* **Tasks to perform**:
**A)** Please list the posting time of every post in the forum thread about Dianetics and Scientology, with date and time zone for each.
**B)** Continue the forum thread about Dianetics and Scientology from the point where it stops.
Start of Document text
|
Post by josephsirois on Jul 5, 2005 17:31:19 GMT -5
Also before inventing both Dianetics/Scientology, L. Ron Hubbard was a science ficton author.
|
|
|
Post by Ryan Thames on Jul 5, 2005 18:41:33 GMT -5
right.
he was a science fiction author that decided to make his own religion.
how stupid can people be to believe it?
its one thing to look at it as fiction but to know its not reall and still believe it. thats dumb.
|
|
|
Post by josephsirois on Jul 5, 2005 18:48:33 GMT -5
Ryan, I think it's a little different than pure stupidity, I think it's actual brainwashing. From my experience in Dianetics, I truly believe it can make people more susceptible to just about anything as it can leave you mind in a semi-hypnotic state.
There are reasons they don't tell people things up front, as with a sound mind they are far less likely to believe them.
|
|
|
Post by Ryan Thames on Jul 6, 2005 17:08:05 GMT -5
perhaps i was a lil harsh.
End of Document text
Start of Records provided
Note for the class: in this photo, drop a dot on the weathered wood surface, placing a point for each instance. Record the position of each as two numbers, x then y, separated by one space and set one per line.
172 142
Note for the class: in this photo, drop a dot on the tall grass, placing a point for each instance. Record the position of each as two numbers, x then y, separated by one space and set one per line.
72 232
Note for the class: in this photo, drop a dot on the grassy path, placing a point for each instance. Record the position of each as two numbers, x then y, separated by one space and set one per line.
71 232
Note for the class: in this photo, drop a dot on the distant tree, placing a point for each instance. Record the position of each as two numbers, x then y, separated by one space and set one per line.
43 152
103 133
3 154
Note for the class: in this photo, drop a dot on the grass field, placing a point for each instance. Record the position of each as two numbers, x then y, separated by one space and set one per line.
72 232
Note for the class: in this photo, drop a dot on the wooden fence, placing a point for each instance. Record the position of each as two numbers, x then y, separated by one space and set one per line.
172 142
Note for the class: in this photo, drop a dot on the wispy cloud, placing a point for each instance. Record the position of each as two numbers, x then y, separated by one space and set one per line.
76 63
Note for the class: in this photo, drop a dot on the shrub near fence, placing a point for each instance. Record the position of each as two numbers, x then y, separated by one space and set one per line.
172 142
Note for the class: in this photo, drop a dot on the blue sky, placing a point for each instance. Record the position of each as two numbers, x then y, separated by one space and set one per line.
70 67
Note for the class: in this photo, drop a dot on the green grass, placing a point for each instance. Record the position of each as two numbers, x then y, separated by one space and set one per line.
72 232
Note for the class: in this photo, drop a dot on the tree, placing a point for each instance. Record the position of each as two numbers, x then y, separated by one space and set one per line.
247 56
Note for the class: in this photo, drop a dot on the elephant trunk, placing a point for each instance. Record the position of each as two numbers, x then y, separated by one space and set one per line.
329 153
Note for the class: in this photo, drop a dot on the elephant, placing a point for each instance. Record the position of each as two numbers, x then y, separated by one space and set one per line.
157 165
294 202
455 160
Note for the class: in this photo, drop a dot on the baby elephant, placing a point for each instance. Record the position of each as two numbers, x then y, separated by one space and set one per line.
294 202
End of Records provided
* **Replies**:
**A)**
Jul 5, 2005 17:31:19 GMT -5
Jul 5, 2005 18:41:33 GMT -5
Jul 5, 2005 18:48:33 GMT -5
Jul 6, 2005 17:08:05 GMT -5

**B)**
its deception. the objective of deception is that you dont know that you are decieved.
Brainwashing? defenitly!
Manipulation, deception, brainwashing. al practices of withcraft.
|
|
|
Post by STEVE PHIPPS on Jul 9, 2005 13:12:20 GMT -5
Ryan,
There you go with your anti-mormon stuff again!
Knock it off, I thought you were going to be positive from now on!
|
|
|
Post by Ryan Thames on Jul 10, 2005 11:53:30 GMT -5
it is positive. its positive that some people can see the error in the ridiculous stories told by false religions such as scientology.
its positive the jesus christ can expose the error. Tho with scientology it isnt hard to do obviously.
it is positive that Jesus Christ fulfilled the covenant promised to abraham. a covenant between The Father and Christ, because man cannot fullfill it it anyway.
There is one mediater between God and man he is the man, Christ Jesus. No other false prophet.
You can tell a false prophet when they uplift man and degrade Christ. This is the number one sign of a false prophet.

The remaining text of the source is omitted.